Data shown Start Marker

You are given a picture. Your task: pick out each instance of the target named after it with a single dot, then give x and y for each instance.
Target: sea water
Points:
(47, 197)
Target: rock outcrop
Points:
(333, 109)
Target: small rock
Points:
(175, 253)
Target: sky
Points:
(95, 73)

Data shown End Marker

▶ _Task requirements_
Every entry must appear in the answer, reproduced exactly.

▶ _Solution for this exercise_
You are given a picture. Your task: pick out each instance of the target named after it with a single dot, then give x and y for each instance.
Target: sea water
Points:
(47, 197)
Target: rock outcrop
Points:
(333, 109)
Target: small rock
Points:
(175, 253)
Target: sky
Points:
(95, 73)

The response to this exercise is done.